- _The task_: Repeat exactly the lines below that lie between the line with "Flashcard task. Put a dot on each instance of the brown" and the line with "Flashcard task. Put a dot on each instance of the flat", counting both of those lines as part of the answer.

[Records excerpted from a collection]
☆ ☆ ☆ ☆ ☆
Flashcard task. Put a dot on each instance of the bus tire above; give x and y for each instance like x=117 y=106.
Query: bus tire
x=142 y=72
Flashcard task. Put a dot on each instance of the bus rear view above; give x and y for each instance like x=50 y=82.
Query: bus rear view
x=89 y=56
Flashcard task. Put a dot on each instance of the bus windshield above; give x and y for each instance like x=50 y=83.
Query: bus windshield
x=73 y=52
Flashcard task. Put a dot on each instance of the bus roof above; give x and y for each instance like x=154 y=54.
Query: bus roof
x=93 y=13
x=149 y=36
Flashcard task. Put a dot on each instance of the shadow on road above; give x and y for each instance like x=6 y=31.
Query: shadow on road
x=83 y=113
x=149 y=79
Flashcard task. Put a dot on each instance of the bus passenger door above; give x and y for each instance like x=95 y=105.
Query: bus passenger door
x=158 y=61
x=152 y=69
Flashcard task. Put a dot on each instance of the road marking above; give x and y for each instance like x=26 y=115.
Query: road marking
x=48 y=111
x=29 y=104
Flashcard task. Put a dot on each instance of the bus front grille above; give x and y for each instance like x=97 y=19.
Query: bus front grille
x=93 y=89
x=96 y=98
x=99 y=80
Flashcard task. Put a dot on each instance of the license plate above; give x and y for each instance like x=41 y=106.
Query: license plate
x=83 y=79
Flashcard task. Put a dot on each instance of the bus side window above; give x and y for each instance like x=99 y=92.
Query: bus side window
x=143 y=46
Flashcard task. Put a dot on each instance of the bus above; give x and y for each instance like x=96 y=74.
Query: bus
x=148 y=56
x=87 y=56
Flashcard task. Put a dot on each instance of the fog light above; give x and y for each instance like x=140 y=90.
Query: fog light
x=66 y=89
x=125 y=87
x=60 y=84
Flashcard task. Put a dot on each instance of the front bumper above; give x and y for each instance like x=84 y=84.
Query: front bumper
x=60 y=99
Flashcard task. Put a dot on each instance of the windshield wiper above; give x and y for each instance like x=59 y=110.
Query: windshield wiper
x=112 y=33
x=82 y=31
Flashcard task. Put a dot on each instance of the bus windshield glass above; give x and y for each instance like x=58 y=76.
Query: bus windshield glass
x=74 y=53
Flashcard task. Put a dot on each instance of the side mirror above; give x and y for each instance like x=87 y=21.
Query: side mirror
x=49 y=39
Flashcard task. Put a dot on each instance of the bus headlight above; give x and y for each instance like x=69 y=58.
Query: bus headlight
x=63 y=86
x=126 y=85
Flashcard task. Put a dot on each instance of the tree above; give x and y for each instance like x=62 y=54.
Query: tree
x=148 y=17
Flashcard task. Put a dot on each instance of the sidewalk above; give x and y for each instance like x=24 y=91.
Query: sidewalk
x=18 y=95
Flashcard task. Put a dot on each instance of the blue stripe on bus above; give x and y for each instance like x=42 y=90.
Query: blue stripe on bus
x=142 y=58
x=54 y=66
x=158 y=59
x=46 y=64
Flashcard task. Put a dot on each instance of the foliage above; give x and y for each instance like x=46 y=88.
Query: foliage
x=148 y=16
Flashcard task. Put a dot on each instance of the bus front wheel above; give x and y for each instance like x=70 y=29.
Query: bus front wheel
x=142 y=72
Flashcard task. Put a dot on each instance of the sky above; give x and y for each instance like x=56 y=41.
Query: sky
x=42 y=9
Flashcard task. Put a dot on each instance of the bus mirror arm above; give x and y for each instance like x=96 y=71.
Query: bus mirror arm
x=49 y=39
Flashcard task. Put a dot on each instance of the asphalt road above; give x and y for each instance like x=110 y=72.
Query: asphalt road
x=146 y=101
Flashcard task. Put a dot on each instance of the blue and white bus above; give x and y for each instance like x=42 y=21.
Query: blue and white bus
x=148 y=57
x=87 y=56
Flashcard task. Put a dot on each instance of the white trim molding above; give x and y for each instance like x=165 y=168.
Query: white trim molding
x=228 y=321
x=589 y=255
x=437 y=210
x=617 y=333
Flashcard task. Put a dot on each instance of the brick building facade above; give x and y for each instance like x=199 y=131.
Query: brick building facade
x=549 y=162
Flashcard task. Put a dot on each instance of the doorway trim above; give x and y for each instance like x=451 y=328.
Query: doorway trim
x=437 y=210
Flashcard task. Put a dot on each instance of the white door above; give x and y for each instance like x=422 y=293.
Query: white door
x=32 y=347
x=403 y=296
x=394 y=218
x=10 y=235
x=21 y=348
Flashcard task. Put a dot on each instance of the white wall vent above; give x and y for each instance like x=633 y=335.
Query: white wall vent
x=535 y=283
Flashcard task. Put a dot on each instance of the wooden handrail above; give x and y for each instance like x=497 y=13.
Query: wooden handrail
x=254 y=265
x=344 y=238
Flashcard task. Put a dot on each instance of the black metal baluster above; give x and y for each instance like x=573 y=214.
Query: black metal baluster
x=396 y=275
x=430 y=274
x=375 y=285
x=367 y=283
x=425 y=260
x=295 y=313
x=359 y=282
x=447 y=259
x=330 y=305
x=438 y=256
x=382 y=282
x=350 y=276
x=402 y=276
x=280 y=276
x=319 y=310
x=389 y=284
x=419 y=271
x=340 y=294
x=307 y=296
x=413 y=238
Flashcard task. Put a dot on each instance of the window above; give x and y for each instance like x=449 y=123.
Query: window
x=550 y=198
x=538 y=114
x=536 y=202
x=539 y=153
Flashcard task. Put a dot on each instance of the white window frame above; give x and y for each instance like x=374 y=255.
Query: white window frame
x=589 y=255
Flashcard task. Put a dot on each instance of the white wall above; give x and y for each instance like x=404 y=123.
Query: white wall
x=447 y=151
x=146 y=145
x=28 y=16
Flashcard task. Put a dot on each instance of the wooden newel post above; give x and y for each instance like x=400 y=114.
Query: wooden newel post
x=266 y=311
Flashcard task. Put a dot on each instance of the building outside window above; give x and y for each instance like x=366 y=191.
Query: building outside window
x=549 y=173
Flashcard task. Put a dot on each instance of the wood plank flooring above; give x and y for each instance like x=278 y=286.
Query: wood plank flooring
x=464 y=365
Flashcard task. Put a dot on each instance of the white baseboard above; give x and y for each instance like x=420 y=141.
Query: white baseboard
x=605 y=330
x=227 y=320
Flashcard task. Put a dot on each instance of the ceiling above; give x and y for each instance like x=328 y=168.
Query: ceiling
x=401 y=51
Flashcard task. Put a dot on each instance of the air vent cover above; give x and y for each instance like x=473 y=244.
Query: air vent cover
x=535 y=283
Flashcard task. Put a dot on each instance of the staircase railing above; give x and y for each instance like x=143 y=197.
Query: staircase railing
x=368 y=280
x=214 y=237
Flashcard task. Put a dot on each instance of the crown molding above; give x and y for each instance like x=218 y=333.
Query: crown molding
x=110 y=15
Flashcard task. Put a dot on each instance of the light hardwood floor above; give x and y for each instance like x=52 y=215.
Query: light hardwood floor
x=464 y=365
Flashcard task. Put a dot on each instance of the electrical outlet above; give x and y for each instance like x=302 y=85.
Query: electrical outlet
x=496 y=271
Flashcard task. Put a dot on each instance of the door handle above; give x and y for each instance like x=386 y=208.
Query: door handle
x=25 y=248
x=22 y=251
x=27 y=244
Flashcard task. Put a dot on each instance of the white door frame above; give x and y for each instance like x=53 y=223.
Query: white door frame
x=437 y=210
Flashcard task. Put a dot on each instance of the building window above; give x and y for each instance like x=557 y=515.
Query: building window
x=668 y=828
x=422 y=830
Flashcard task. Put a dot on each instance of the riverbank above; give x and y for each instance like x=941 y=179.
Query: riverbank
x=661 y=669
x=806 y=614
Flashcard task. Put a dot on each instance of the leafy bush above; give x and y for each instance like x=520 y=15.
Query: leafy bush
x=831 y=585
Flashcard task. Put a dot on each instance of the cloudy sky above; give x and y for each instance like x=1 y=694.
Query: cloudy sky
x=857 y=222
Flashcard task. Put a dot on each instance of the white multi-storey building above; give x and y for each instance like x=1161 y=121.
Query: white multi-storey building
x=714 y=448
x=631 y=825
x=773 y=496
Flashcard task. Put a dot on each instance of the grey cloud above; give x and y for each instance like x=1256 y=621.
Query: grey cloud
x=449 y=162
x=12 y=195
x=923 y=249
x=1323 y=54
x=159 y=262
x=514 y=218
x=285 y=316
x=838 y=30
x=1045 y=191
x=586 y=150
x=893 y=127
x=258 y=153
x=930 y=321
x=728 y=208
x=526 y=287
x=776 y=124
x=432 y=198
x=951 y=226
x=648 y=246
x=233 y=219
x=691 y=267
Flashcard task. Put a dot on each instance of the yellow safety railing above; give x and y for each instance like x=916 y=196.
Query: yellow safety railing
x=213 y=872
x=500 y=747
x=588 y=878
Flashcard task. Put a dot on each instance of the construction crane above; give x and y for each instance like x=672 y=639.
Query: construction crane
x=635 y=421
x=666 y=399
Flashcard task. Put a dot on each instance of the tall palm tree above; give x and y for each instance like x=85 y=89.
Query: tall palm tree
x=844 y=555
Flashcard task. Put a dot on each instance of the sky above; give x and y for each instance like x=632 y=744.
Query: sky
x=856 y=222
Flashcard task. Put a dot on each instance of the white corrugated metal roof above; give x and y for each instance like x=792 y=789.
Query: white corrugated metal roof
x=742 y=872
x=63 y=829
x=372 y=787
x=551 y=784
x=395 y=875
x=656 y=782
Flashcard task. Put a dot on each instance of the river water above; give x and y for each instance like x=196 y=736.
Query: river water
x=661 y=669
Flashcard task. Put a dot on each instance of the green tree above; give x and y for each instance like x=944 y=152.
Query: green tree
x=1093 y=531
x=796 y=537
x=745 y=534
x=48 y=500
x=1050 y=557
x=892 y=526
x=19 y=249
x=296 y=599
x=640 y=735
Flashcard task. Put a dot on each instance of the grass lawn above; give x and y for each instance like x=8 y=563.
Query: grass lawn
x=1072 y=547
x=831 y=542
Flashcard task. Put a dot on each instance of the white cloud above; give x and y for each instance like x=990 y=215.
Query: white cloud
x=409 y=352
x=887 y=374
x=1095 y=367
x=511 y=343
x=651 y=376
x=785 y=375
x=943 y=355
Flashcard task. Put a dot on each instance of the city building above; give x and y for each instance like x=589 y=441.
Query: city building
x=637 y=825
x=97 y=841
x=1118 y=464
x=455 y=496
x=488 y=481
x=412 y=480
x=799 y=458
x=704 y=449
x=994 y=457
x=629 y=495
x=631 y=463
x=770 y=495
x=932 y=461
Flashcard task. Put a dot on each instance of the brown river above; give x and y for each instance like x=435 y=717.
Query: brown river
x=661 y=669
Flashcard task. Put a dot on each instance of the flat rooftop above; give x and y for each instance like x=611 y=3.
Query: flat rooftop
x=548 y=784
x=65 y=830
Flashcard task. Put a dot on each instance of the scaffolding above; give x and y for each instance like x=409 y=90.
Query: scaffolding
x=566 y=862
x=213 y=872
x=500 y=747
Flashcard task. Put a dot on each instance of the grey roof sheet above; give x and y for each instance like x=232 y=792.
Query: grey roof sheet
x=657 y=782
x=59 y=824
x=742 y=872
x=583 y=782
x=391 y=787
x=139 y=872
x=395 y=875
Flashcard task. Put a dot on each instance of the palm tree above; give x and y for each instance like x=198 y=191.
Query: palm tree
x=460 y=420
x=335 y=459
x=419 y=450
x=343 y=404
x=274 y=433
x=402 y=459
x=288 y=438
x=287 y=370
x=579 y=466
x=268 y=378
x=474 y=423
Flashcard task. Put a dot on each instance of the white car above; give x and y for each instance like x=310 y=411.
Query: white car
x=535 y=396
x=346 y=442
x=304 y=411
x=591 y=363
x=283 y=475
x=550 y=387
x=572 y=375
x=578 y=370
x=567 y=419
☆ ☆ ☆ ☆ ☆
- _Finished exercise_:
Flashcard task. Put a dot on each instance of the brown river above; give x and y for each instance like x=435 y=717.
Query: brown river
x=661 y=669
Flashcard task. Put a dot on each instance of the flat rooftop above; give x and y for each instance like x=611 y=3.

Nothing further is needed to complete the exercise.